───── Provided information

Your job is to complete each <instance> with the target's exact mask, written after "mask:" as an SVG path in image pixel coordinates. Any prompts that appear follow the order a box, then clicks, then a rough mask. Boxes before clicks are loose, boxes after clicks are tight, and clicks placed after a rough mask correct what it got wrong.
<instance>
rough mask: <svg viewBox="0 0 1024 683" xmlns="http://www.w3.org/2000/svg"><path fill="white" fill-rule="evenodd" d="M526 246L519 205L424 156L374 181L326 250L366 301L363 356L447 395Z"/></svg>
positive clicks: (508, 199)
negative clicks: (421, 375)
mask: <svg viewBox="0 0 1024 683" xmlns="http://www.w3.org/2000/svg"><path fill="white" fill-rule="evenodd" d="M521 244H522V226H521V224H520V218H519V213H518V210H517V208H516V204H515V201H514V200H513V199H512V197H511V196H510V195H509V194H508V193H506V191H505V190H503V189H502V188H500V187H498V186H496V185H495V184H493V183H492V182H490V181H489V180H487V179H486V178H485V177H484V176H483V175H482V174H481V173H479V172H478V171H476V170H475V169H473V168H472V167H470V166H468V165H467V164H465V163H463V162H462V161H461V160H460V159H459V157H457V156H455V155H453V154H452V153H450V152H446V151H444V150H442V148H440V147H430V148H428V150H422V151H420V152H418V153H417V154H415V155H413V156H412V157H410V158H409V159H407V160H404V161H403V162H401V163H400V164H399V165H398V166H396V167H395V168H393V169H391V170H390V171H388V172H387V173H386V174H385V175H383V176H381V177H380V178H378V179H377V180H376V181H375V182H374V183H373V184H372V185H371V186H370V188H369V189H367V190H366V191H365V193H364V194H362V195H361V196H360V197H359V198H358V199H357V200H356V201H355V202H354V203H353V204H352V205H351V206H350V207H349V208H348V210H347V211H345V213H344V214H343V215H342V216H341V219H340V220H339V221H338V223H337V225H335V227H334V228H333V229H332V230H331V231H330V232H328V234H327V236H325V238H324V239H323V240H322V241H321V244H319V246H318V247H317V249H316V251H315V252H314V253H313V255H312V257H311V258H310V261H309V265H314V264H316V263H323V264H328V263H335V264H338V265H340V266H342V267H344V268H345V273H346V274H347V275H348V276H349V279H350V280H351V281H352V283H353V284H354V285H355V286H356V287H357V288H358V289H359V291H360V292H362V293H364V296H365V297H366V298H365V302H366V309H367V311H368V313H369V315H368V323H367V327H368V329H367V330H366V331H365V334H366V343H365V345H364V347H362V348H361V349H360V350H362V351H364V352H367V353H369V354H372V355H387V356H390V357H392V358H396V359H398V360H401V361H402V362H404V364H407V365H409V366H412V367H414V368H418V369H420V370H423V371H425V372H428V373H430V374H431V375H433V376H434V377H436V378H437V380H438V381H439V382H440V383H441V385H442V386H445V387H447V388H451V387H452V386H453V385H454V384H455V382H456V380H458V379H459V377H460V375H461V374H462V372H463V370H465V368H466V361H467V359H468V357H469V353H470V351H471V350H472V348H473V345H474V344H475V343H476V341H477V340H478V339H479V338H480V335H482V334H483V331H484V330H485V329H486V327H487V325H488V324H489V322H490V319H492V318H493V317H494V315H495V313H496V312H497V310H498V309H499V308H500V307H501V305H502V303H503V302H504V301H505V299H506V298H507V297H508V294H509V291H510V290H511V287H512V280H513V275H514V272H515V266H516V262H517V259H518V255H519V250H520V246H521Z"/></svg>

──────────

◆ Exercise brief:
Please copy every line of the data that carries the string "rough".

◆ Answer to this exercise:
Your job is to complete each <instance> with the target's exact mask, written after "mask:" as an SVG path in image pixel coordinates. Any prompts that appear follow the order a box, then clicks, then a rough mask. Boxes before clicks are loose, boxes after clicks are tight, and clicks placed after a rough mask correct what it got wrong.
rough mask: <svg viewBox="0 0 1024 683" xmlns="http://www.w3.org/2000/svg"><path fill="white" fill-rule="evenodd" d="M526 246L519 205L424 156L374 181L326 250L366 301L363 356L447 395Z"/></svg>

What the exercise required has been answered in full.